**Stated task**. Count the lines in the entries below that contain the string "player" (matching case) and reply with only that number.

**Data in this exercise**.
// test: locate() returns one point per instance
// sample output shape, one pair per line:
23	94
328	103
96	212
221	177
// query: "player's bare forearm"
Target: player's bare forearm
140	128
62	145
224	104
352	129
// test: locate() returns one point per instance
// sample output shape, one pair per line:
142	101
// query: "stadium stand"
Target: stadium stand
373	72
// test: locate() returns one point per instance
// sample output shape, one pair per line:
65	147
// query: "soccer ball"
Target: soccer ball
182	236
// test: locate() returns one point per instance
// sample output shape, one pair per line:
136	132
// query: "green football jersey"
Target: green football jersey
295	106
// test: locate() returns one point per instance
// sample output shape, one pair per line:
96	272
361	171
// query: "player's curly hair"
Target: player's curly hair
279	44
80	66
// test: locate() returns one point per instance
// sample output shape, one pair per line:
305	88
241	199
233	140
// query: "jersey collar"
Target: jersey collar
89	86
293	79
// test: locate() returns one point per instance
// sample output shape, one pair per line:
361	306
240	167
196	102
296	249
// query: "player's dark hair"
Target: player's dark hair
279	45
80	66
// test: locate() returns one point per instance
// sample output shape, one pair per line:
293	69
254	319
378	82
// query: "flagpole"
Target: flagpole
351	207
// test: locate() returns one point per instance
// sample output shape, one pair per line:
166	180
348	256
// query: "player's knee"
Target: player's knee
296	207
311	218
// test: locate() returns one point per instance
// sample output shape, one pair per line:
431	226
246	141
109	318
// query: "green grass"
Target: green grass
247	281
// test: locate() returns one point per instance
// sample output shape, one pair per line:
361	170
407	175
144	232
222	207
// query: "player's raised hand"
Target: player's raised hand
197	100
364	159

---

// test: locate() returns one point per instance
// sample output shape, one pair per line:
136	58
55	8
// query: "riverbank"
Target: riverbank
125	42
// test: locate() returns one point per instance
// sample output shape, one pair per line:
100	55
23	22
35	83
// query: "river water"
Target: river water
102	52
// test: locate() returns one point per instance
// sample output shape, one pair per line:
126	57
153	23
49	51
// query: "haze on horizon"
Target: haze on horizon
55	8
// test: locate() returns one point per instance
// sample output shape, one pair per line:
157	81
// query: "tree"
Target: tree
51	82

...

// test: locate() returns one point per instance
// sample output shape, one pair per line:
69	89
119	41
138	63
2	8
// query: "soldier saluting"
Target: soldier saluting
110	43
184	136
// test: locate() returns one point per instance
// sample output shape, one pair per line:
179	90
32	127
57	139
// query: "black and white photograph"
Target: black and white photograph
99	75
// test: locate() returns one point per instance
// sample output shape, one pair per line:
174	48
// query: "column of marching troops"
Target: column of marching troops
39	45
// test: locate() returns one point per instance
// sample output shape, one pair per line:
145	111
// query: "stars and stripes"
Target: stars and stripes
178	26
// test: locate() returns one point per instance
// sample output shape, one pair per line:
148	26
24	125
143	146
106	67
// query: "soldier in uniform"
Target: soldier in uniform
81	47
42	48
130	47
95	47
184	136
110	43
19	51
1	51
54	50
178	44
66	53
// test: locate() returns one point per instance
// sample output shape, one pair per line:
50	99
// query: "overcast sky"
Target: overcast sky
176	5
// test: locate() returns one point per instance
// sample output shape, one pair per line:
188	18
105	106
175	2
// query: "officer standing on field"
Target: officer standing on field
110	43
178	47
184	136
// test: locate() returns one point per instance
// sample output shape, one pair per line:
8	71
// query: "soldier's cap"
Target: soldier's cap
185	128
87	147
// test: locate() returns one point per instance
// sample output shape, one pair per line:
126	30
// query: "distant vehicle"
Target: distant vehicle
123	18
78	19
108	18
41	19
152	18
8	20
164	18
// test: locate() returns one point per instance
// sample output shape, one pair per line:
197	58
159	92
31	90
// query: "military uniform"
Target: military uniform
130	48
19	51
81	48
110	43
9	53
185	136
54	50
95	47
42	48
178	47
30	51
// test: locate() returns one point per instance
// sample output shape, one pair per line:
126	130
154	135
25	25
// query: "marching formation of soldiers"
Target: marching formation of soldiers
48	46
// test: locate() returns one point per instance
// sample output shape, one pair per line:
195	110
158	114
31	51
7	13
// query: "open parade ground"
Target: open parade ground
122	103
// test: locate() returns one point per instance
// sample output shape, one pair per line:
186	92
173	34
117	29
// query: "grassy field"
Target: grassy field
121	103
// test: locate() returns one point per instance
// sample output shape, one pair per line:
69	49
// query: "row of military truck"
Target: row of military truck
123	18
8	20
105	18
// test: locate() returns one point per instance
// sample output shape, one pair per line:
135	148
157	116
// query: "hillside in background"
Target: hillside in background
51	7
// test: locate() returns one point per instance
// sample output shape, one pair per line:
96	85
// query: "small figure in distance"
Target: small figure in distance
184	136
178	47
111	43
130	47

**Answer below**. 10